• **Record extracts**
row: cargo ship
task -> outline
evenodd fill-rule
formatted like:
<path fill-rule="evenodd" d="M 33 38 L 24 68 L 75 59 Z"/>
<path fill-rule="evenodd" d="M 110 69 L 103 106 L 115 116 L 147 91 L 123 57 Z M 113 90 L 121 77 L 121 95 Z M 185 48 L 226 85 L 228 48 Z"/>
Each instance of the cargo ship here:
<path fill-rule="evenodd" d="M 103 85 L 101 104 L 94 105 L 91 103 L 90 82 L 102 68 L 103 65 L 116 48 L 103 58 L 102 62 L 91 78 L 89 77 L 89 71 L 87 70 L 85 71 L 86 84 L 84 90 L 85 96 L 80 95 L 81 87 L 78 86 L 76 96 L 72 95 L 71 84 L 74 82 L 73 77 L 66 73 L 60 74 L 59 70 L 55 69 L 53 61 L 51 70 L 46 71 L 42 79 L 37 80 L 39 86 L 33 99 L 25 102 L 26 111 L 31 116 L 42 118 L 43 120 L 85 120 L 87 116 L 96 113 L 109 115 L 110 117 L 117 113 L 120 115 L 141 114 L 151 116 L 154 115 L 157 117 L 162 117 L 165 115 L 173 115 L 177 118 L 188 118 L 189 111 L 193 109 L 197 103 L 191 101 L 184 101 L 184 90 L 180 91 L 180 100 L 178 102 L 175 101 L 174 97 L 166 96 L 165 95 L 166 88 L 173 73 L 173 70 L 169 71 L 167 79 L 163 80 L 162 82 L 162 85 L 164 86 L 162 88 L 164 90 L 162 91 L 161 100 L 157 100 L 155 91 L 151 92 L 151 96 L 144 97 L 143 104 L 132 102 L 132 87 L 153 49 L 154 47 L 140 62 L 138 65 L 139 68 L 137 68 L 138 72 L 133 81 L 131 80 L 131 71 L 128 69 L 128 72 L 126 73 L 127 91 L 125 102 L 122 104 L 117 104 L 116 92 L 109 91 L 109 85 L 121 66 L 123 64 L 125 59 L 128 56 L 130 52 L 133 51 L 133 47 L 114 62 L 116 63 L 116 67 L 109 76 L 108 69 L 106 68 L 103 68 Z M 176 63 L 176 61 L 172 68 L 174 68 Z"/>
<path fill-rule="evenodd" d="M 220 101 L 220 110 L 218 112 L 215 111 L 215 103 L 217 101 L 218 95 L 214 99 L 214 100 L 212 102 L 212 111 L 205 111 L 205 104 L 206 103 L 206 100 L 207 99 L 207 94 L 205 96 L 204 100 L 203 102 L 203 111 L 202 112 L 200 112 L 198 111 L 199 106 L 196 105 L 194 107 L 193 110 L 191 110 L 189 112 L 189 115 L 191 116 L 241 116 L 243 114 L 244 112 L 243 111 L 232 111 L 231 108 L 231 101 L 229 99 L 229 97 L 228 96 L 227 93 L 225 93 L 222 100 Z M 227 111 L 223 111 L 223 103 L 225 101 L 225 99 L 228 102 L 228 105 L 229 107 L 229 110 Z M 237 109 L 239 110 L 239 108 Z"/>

• **What you have to do**
Reproduce every line of the entries above verbatim, without altering any character.

• **Solution to the problem**
row: cargo ship
task -> outline
evenodd fill-rule
formatted like:
<path fill-rule="evenodd" d="M 33 38 L 24 68 L 75 59 Z"/>
<path fill-rule="evenodd" d="M 110 69 L 103 106 L 115 116 L 147 91 L 123 57 Z M 113 90 L 121 77 L 121 95 Z M 185 48 L 226 85 L 228 48 Z"/>
Each instance of the cargo ship here:
<path fill-rule="evenodd" d="M 103 85 L 101 104 L 94 105 L 91 103 L 90 82 L 102 68 L 103 65 L 116 48 L 103 58 L 102 62 L 91 78 L 89 77 L 89 71 L 87 70 L 85 71 L 86 84 L 84 90 L 85 96 L 80 95 L 81 87 L 78 86 L 76 96 L 72 95 L 71 84 L 74 82 L 73 77 L 66 73 L 60 74 L 59 70 L 55 69 L 53 61 L 51 70 L 46 71 L 42 79 L 37 80 L 39 86 L 33 99 L 25 102 L 26 111 L 31 116 L 42 118 L 43 120 L 85 120 L 87 116 L 96 113 L 109 115 L 110 117 L 117 113 L 120 115 L 141 114 L 151 116 L 154 115 L 157 117 L 162 117 L 165 115 L 173 115 L 177 118 L 188 118 L 189 111 L 193 109 L 197 103 L 191 101 L 184 101 L 184 90 L 180 91 L 180 100 L 178 102 L 175 101 L 174 97 L 166 96 L 165 95 L 166 88 L 173 73 L 173 70 L 169 71 L 167 79 L 163 80 L 162 82 L 162 85 L 164 86 L 162 88 L 164 90 L 162 91 L 161 100 L 157 100 L 155 91 L 151 92 L 151 96 L 144 97 L 143 104 L 132 102 L 132 87 L 153 49 L 154 47 L 140 62 L 138 65 L 139 68 L 137 68 L 138 72 L 133 81 L 131 80 L 131 71 L 128 69 L 128 72 L 126 73 L 127 91 L 125 102 L 122 104 L 117 104 L 116 92 L 109 91 L 109 85 L 121 66 L 123 64 L 125 59 L 128 56 L 130 52 L 133 51 L 133 47 L 114 62 L 116 63 L 116 67 L 109 76 L 108 69 L 106 68 L 103 68 Z M 176 63 L 176 61 L 172 68 L 174 68 Z"/>
<path fill-rule="evenodd" d="M 220 101 L 220 110 L 218 112 L 215 111 L 215 103 L 217 101 L 218 95 L 214 99 L 214 100 L 212 102 L 212 111 L 205 111 L 205 104 L 206 103 L 206 100 L 207 99 L 207 94 L 205 96 L 204 100 L 203 102 L 203 111 L 202 112 L 200 112 L 198 111 L 199 106 L 196 105 L 194 107 L 193 110 L 191 110 L 189 112 L 189 115 L 191 116 L 241 116 L 243 114 L 244 112 L 243 111 L 232 111 L 231 108 L 231 101 L 229 99 L 229 97 L 228 96 L 227 93 L 225 93 L 222 100 Z M 227 111 L 223 111 L 223 103 L 225 101 L 225 99 L 228 102 L 228 105 L 229 107 L 229 110 Z M 237 109 L 239 110 L 239 108 Z"/>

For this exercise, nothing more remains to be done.